§ Problem to solve: Please pick out every line below that contains the word "wooden" and copy each one in full. Case counts.

>> Start Given data

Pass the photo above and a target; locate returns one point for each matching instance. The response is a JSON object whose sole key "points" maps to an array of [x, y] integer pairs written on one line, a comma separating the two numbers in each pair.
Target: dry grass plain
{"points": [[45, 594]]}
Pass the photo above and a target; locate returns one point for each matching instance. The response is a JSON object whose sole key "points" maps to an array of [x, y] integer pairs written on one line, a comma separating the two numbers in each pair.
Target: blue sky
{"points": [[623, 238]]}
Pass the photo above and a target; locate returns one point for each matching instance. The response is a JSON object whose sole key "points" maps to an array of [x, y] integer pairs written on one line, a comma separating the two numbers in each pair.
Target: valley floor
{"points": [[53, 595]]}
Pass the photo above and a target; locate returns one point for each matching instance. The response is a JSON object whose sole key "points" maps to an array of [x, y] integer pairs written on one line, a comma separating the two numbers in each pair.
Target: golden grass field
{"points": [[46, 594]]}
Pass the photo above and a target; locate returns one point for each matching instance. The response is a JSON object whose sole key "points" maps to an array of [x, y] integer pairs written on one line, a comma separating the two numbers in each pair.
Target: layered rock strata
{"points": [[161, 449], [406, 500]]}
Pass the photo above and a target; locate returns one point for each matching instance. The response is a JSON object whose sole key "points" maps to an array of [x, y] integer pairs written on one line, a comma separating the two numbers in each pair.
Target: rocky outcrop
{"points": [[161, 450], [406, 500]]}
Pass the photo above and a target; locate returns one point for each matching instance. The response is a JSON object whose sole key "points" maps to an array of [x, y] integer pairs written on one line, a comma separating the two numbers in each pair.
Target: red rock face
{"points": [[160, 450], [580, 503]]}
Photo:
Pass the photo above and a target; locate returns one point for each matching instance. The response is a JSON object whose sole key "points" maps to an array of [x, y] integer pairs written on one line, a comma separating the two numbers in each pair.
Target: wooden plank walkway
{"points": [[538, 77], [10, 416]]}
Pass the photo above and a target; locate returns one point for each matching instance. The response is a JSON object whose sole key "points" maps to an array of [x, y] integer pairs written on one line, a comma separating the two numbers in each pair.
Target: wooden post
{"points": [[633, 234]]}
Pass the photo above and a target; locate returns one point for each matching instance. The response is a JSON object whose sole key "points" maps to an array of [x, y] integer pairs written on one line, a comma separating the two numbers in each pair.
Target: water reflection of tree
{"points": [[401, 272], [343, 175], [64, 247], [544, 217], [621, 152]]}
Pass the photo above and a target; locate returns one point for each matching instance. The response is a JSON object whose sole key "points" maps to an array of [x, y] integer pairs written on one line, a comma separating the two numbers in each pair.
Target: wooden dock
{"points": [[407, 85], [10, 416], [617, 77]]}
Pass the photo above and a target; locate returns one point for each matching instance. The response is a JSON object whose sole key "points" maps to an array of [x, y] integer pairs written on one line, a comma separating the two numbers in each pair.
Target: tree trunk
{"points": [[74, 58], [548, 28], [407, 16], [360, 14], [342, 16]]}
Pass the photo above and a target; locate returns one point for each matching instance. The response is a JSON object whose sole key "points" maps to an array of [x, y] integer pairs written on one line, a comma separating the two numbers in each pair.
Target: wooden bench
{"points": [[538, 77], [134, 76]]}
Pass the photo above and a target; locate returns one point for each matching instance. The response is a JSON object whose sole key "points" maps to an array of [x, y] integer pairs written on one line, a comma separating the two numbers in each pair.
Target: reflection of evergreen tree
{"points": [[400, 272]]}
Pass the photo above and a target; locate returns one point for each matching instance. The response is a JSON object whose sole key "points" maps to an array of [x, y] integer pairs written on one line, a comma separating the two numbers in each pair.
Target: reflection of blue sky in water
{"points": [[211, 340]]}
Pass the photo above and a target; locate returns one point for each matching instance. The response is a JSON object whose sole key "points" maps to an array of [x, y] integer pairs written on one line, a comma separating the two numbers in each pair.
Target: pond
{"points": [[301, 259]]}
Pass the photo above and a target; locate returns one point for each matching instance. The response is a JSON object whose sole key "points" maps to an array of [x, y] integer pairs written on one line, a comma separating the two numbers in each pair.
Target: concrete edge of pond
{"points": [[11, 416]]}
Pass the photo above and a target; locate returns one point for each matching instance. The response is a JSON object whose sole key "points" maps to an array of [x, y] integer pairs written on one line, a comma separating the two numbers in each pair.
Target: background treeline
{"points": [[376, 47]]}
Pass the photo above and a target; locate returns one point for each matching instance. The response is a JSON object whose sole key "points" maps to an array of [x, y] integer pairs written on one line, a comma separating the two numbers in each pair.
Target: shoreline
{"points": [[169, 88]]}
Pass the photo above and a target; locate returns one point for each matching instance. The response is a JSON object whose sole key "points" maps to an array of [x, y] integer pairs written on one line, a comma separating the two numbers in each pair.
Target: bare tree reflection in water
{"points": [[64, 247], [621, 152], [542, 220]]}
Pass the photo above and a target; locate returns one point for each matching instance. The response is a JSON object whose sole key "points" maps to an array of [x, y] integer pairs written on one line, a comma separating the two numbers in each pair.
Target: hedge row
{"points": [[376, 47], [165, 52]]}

>> End Given data

§ Expected answer:
Target: wooden plank walkway
Target: wooden post
Target: wooden dock
Target: wooden bench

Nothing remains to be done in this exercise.